Primeiro: é cada vez mais evidente que a situação não pode ser chamada de “guerra”, mas sim de resistência contra uma ocupação ilegal de território há quase setenta anos, com absoluta indiferença a qualquer forma de pressão internacional pelos órgãos competentes. O relatório Gladstone, juiz judeu sul-africano, apontou existência de crimes de guerra em Gaza em 2009; o relatório Falk, de 2014, professor judeu de direito internacional, recomendou a investigação no sentido de averiguar efetiva ocorrência de colonialismo, apartheid e limpeza étnica na prolongada ocupação de tais territórios. É necessário, pois, o reforço da atuação do direito internacional. O sistema de vetos, também, é mais que a manutenção da guerra fria pós 45, ainda uma imposição colonial: é a prevalência do “direito da força” à “força do direito”.
 
Segundo: a manutenção de “única democracia da região” tem sido construída com o apoio às ditaduras do Cone Sul, à política de apartheid e à resistência dos processos resultantes da “Primavera Árabe”. A preferência por ditaduras seculares, na vizinhança, a processos mais alargados de participação popular, sem controle, parece ter sido a tônica da atuação geopolítica de direitos humanos do país. As críticas à política do país são insistentemente associadas a antissemitismo, ignorando que palestinos também são semitas e insuflando, no mesmo processo, diversas formas de discriminação a islâmicos. Uma profunda revisão da vertente democrática interna se faz necessária, com abertura para a demodiversidade.

§ ENTRADAS FORNECIDAS
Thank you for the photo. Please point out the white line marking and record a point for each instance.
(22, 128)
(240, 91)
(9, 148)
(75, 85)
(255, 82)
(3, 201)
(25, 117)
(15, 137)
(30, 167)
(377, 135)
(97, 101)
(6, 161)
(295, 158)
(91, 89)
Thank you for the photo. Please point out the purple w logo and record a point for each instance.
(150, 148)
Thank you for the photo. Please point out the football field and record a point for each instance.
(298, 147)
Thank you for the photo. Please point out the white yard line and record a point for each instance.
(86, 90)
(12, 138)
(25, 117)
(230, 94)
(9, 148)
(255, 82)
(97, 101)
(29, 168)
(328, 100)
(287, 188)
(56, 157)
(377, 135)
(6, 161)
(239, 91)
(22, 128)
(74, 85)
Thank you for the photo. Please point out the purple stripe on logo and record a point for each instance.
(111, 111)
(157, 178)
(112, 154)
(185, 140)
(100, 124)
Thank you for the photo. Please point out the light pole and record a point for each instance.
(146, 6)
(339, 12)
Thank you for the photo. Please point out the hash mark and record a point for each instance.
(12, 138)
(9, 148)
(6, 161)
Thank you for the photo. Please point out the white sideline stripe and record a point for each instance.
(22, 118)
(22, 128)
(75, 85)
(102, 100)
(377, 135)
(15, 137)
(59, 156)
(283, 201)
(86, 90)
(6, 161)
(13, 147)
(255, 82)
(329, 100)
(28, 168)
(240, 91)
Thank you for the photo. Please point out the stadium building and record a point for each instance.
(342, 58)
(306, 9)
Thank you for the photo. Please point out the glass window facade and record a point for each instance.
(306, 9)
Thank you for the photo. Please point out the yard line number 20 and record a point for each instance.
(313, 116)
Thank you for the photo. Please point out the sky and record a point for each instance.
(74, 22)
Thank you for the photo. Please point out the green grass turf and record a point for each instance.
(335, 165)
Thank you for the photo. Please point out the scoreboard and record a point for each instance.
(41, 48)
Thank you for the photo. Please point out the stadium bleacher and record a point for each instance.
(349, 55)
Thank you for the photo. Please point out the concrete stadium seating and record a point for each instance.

...

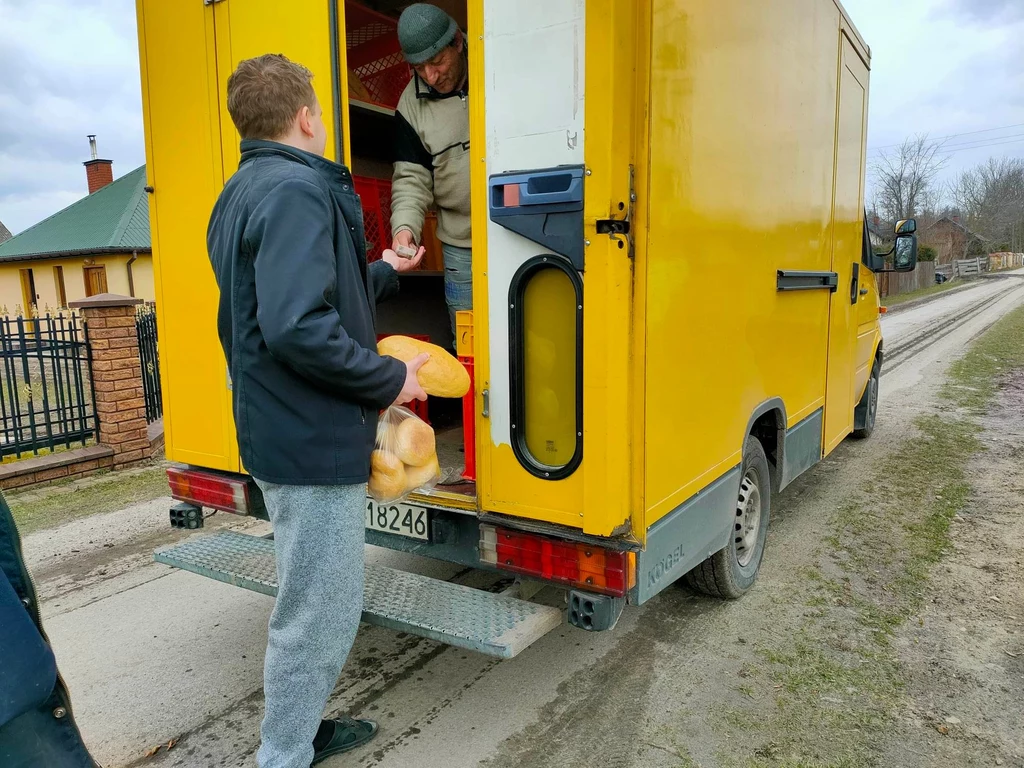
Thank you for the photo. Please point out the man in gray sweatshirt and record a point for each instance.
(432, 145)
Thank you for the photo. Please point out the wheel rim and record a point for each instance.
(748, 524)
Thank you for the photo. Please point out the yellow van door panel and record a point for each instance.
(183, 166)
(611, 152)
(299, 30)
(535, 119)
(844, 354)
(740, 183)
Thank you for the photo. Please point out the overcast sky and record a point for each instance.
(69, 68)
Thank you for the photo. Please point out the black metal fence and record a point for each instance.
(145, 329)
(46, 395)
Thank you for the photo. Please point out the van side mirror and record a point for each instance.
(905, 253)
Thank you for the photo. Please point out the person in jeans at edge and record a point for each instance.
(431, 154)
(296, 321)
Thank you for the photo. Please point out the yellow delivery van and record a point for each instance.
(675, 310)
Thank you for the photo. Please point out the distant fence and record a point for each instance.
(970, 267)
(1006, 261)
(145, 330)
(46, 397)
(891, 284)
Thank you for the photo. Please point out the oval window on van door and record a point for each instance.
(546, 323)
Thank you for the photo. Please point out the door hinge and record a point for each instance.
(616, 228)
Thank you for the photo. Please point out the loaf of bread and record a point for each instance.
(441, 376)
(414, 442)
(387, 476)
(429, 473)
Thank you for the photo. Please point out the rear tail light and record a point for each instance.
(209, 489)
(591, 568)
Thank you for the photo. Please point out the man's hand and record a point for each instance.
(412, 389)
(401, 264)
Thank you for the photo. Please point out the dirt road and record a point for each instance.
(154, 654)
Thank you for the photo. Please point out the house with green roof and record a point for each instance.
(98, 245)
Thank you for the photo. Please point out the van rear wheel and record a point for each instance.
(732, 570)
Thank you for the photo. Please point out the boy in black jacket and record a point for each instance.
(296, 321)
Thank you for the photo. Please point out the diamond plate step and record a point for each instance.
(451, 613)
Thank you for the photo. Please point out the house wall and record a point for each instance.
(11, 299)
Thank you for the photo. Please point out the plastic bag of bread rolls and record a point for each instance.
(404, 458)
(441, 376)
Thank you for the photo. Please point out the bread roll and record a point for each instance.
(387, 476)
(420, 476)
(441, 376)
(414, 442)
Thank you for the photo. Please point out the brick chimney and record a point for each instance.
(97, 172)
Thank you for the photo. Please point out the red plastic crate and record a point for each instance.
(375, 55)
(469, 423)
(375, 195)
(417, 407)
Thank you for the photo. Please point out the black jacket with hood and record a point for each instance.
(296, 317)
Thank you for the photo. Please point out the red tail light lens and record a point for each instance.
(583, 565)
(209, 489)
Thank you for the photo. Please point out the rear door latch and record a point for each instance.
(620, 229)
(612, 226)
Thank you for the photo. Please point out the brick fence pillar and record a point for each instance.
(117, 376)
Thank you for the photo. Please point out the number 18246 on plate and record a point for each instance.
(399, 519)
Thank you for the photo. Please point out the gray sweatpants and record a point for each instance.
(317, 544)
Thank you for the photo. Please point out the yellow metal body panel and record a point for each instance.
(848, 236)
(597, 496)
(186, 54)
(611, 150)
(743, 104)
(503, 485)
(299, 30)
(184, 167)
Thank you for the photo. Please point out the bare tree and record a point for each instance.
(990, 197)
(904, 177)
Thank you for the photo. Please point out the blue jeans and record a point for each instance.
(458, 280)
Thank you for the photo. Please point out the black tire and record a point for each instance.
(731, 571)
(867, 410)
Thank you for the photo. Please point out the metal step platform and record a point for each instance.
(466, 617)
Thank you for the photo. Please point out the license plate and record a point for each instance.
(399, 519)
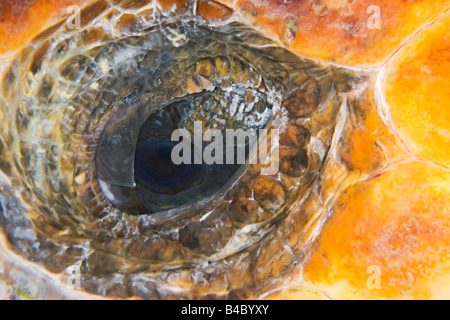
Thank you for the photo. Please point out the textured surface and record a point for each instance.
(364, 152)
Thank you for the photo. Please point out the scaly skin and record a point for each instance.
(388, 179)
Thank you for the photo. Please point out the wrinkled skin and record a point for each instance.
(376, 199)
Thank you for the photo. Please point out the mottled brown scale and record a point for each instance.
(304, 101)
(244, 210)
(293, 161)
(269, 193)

==

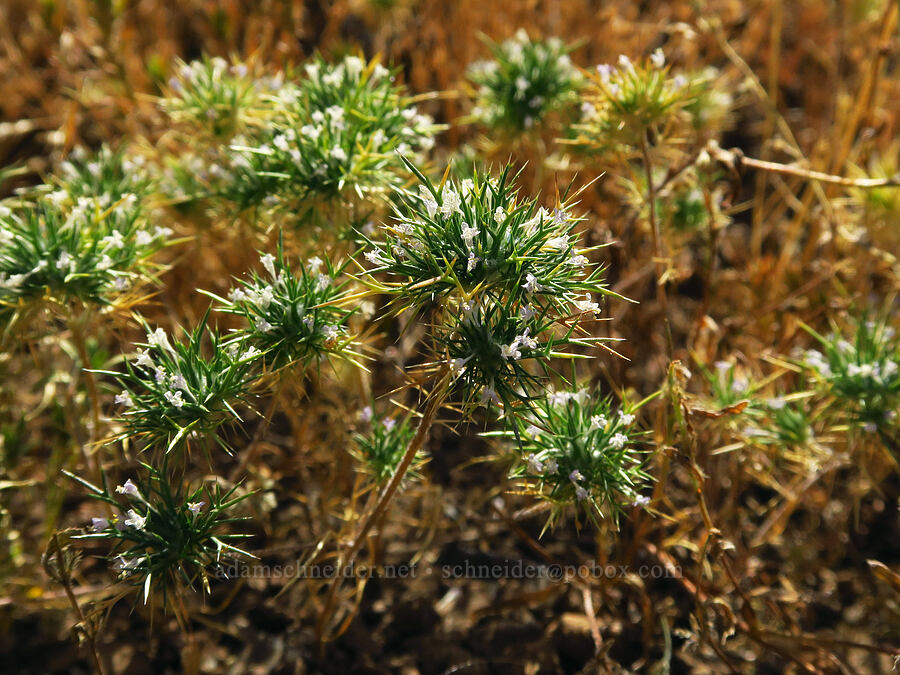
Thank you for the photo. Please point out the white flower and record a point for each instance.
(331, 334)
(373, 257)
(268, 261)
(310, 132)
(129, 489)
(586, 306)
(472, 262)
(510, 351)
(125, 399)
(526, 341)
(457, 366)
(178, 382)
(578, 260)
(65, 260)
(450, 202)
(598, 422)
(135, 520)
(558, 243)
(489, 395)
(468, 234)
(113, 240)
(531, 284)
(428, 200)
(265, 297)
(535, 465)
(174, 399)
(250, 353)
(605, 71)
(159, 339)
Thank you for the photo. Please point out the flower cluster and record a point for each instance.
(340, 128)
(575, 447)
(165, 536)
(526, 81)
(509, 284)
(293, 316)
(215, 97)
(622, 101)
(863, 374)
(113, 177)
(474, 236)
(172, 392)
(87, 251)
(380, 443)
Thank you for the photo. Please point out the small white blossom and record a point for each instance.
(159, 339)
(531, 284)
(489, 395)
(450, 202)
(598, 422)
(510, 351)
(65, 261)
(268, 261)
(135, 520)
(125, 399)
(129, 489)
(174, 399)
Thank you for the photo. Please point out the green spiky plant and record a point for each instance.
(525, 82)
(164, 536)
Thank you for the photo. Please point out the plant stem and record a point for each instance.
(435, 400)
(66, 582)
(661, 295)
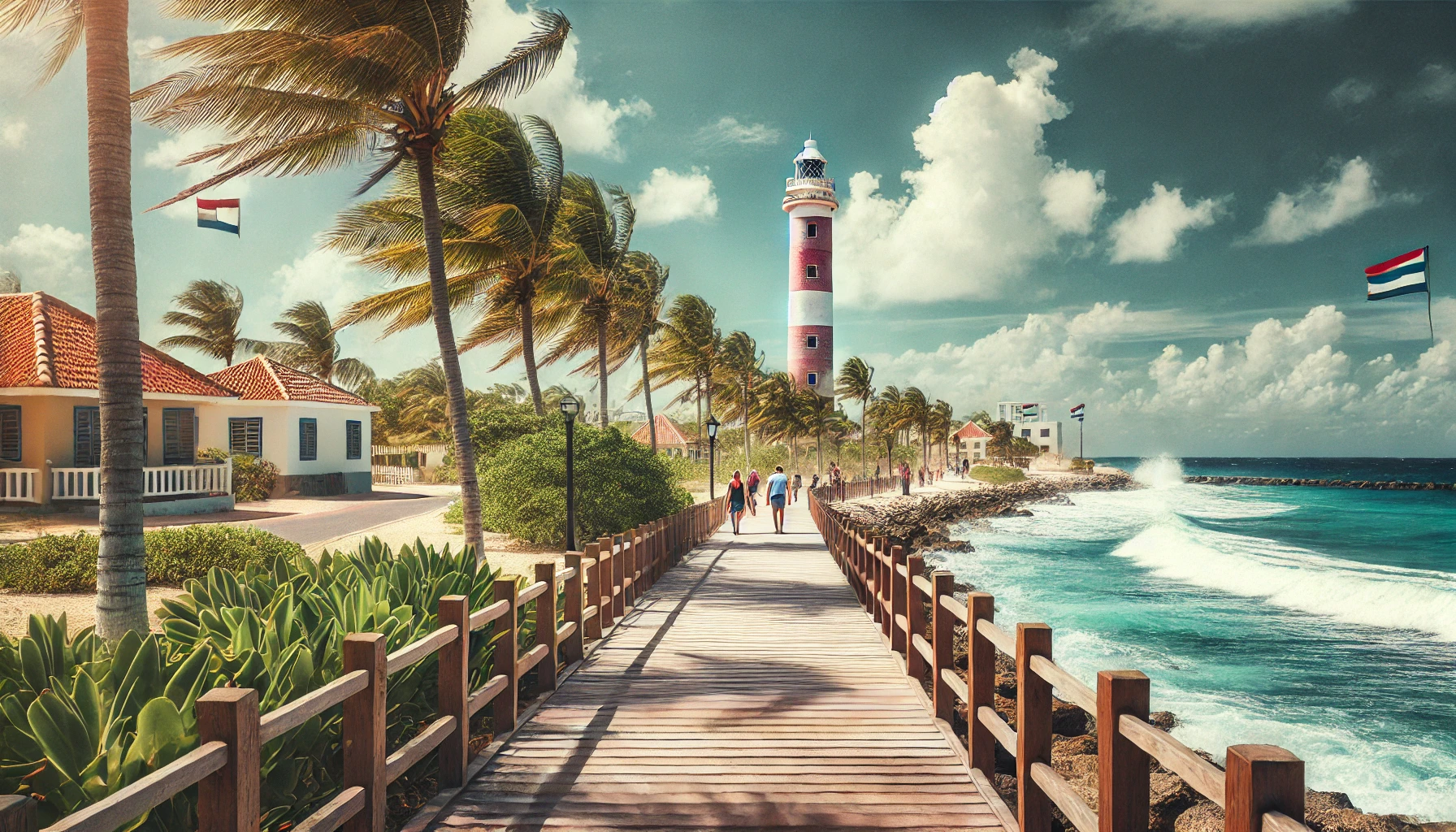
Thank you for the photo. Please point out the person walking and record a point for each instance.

§ TAREFA
Transcreva do trecho sobre a ocupação dos territórios tudo o que vai desde "Segundo: a manutenção" até "para a demodiversidade.".

§ RESPOSTA FINAL
Segundo: a manutenção de “única democracia da região” tem sido construída com o apoio às ditaduras do Cone Sul, à política de apartheid e à resistência dos processos resultantes da “Primavera Árabe”. A preferência por ditaduras seculares, na vizinhança, a processos mais alargados de participação popular, sem controle, parece ter sido a tônica da atuação geopolítica de direitos humanos do país. As críticas à política do país são insistentemente associadas a antissemitismo, ignorando que palestinos também são semitas e insuflando, no mesmo processo, diversas formas de discriminação a islâmicos. Uma profunda revisão da vertente democrática interna se faz necessária, com abertura para a demodiversidade.